The Florida Bar v. Neckman

616 So. 2d 31 | Fla. | 1993

616 So. 2d 31 (1993)

THE FLORIDA BAR, Complainant,
v.
Steven NECKMAN, Respondent.

No. 78489.

Supreme Court of Florida.

March 25, 1993.

*32 John F. Harkness, Jr., Executive Director and John T. Berry, Staff Counsel, Tallahassee, and Jacquelyn P. Needelman, Bar Counsel, Miami, for complainant.

Richard B. Marx, South Miami, for respondent.

PER CURIAM.

We review the report of the referee recommending that Steven Neckman, a Florida attorney who previously resigned his license in light of disciplinary allegations, be disciplined for later engaging in the unauthorized practice of law. We have jurisdiction. Art. V, § 15, Fla. Const.

In the report, the referee found that Neckman had represented himself to be an attorney in connection with a debt-collection matter after the date his resignation became effective. It appears that Neckman may have violated a statute during this conduct. The referee also found Neckman not guilty of a separate incident of alleged unauthorized practice of law. Because the referee's findings are supported by substantial competent evidence, we accept them as proven. We agree that the unauthorized practice of law by one who has resigned the license to practice rather than face disciplinary proceedings is the equivalent of violating a prior disciplinary order of this Court.

(Collected data entries)

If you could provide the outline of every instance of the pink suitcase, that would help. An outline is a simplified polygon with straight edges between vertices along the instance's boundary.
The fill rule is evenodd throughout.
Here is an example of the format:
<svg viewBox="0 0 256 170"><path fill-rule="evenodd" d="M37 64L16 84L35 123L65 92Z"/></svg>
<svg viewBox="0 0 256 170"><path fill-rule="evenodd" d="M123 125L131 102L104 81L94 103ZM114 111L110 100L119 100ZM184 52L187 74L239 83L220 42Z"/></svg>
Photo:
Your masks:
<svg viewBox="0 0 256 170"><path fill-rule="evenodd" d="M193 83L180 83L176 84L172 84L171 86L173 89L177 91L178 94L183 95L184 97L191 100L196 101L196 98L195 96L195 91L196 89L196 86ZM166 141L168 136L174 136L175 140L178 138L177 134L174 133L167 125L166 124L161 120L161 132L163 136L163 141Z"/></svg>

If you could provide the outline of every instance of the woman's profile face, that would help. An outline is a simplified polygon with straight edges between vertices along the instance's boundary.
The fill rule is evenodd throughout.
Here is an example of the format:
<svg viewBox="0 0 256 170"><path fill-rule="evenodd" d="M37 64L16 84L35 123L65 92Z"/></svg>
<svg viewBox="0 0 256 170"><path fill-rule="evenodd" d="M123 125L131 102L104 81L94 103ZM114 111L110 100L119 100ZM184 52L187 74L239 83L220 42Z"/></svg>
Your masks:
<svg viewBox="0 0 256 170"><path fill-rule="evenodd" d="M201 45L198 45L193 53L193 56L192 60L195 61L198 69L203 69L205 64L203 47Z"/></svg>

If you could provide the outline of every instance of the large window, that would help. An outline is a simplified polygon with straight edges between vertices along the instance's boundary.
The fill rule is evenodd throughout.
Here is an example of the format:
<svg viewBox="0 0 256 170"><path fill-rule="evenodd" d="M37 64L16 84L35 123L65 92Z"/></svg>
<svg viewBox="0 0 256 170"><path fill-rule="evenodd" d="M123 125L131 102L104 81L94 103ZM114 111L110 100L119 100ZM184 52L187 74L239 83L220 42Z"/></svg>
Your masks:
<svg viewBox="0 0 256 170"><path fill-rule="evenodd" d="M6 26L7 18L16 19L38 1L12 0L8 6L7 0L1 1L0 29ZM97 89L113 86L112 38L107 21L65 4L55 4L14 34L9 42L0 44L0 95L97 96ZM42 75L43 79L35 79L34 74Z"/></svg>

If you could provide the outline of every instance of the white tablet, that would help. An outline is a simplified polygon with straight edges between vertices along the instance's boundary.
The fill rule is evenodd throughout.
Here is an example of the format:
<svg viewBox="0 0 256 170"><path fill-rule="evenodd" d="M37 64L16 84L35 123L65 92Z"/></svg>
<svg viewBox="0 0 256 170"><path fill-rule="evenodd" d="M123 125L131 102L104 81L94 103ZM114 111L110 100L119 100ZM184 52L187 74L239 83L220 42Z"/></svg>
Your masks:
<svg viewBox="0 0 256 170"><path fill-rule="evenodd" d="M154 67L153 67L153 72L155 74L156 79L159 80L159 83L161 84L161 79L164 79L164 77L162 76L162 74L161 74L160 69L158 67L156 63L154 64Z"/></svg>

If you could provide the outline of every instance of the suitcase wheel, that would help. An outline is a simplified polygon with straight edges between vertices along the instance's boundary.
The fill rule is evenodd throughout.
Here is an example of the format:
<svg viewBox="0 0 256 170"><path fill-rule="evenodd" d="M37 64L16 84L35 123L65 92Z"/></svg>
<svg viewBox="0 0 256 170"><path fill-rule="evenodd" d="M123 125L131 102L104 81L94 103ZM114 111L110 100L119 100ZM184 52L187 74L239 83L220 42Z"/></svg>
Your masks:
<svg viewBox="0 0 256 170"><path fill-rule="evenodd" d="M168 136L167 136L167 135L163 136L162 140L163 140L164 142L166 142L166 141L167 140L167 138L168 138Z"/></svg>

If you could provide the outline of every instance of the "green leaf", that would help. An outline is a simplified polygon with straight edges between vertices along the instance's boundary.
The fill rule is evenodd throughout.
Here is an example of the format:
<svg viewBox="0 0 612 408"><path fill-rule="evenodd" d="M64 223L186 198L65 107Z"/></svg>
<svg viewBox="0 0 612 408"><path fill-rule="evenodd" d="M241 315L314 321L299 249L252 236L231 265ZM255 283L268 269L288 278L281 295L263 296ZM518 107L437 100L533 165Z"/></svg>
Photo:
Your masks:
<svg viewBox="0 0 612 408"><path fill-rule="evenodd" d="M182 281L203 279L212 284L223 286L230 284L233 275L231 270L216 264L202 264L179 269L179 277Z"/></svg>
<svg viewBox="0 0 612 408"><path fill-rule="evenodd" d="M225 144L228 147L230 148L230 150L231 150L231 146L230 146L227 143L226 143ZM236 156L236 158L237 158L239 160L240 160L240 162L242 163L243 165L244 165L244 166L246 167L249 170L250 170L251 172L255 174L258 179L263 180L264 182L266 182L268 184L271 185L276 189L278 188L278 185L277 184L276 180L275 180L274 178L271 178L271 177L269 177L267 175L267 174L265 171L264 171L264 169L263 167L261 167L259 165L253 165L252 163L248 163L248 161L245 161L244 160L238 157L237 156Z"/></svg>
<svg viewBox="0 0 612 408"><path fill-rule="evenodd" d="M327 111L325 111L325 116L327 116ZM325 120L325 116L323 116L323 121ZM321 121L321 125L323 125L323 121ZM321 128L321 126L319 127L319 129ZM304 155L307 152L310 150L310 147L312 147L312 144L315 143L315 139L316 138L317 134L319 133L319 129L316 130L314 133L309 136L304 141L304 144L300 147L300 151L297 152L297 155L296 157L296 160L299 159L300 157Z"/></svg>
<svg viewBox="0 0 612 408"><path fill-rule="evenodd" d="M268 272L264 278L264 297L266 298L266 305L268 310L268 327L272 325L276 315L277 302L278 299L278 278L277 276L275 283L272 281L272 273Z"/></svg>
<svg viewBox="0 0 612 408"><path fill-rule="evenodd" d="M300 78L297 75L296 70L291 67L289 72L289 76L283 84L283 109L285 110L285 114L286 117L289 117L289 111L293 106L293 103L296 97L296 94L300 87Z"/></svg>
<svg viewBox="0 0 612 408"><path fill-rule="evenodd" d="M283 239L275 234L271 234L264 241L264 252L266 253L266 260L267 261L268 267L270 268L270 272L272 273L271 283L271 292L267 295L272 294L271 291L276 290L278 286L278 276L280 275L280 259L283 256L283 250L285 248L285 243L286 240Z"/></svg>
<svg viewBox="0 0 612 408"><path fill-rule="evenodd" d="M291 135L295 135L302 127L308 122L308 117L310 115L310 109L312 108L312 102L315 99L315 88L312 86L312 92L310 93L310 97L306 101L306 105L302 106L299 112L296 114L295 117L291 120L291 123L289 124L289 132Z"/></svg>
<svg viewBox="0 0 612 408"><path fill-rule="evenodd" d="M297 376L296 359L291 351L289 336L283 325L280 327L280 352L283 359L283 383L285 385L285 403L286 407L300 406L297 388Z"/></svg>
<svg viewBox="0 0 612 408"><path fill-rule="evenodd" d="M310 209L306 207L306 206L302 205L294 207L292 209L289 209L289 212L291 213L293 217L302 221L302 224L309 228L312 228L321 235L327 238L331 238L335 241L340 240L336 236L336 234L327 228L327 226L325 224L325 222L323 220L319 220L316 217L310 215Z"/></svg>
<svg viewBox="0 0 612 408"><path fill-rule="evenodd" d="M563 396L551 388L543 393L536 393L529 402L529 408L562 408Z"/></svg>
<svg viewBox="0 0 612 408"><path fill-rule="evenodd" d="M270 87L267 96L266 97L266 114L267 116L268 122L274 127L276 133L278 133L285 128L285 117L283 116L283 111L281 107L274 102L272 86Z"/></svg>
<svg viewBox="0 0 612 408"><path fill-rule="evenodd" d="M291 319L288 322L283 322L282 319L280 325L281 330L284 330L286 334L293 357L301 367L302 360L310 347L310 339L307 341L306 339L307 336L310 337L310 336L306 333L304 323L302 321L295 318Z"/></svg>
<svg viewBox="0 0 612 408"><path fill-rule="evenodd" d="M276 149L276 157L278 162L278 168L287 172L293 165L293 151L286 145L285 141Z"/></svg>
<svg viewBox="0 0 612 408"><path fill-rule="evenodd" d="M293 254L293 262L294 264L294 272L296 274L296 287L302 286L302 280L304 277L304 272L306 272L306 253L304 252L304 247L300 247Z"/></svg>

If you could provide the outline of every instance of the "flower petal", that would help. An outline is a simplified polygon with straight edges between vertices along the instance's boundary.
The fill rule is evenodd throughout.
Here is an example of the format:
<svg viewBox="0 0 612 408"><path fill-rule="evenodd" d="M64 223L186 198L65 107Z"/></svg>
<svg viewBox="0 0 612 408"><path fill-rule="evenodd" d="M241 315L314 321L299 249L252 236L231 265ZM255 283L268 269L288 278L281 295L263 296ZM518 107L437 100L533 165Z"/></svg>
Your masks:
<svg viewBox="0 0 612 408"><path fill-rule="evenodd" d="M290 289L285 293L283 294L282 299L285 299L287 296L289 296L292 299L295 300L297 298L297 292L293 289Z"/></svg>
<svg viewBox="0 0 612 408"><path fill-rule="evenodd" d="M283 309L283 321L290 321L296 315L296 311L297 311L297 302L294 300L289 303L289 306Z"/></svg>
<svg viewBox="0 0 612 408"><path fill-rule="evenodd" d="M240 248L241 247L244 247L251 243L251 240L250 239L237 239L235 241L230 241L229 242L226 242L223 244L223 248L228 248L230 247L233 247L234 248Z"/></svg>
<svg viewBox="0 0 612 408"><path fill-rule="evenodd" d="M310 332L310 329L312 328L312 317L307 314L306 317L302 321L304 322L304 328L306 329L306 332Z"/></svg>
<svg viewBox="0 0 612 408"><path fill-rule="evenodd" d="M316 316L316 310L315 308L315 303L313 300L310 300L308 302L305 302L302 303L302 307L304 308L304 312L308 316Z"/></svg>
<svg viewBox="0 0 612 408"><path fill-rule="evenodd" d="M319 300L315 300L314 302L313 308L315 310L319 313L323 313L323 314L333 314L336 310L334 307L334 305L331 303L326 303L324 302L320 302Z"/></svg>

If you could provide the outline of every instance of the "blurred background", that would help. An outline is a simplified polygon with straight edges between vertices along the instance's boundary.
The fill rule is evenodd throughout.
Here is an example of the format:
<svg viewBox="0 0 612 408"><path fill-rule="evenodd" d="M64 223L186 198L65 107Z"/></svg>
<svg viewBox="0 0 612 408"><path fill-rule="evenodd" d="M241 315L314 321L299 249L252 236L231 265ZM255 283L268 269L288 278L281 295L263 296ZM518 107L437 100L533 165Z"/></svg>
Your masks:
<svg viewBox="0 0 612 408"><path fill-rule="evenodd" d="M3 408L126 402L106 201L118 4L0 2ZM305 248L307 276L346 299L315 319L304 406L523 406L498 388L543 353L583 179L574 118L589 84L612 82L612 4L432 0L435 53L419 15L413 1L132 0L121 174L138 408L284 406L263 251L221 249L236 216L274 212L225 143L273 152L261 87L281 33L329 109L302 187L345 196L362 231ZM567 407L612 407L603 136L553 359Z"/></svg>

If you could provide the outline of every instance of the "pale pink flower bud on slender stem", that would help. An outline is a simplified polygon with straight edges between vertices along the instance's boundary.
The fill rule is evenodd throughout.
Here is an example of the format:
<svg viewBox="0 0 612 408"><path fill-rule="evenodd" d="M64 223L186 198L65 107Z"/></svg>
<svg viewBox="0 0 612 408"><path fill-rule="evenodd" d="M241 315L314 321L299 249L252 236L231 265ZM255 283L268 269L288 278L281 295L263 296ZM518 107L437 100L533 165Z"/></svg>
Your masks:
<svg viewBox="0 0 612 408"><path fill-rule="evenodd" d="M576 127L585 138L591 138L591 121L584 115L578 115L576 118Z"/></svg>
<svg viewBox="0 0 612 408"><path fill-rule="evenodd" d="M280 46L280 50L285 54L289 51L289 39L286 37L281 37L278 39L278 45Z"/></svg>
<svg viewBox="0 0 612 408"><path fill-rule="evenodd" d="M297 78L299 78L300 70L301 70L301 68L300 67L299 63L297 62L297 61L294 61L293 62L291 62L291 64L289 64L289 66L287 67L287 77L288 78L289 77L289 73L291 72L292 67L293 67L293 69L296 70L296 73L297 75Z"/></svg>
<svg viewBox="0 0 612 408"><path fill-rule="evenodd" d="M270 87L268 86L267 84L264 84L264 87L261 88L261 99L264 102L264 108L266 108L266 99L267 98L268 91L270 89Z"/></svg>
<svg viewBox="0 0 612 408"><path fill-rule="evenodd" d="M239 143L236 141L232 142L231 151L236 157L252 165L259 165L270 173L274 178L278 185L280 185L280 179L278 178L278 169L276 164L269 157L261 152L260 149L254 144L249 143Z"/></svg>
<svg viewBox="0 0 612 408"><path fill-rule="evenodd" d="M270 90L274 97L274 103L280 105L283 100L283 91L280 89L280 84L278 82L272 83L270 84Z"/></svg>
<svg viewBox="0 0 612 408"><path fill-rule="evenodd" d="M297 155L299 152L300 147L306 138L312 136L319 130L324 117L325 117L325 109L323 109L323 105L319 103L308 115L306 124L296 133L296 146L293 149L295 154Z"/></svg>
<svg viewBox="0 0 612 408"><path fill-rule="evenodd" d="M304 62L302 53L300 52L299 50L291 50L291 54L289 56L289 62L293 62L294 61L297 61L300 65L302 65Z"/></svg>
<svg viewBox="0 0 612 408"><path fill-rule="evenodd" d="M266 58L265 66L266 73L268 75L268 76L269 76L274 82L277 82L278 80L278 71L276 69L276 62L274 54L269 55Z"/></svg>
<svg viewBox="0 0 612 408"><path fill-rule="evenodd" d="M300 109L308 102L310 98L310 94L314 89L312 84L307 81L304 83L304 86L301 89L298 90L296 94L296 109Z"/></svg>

### YOUR ASSIGNMENT:
According to the Florida Bar v. Neckman opinion, in what kind of matter did Neckman represent himself to be an attorney after his resignation took effect?

### SOLUTION:
A debt-collection matter.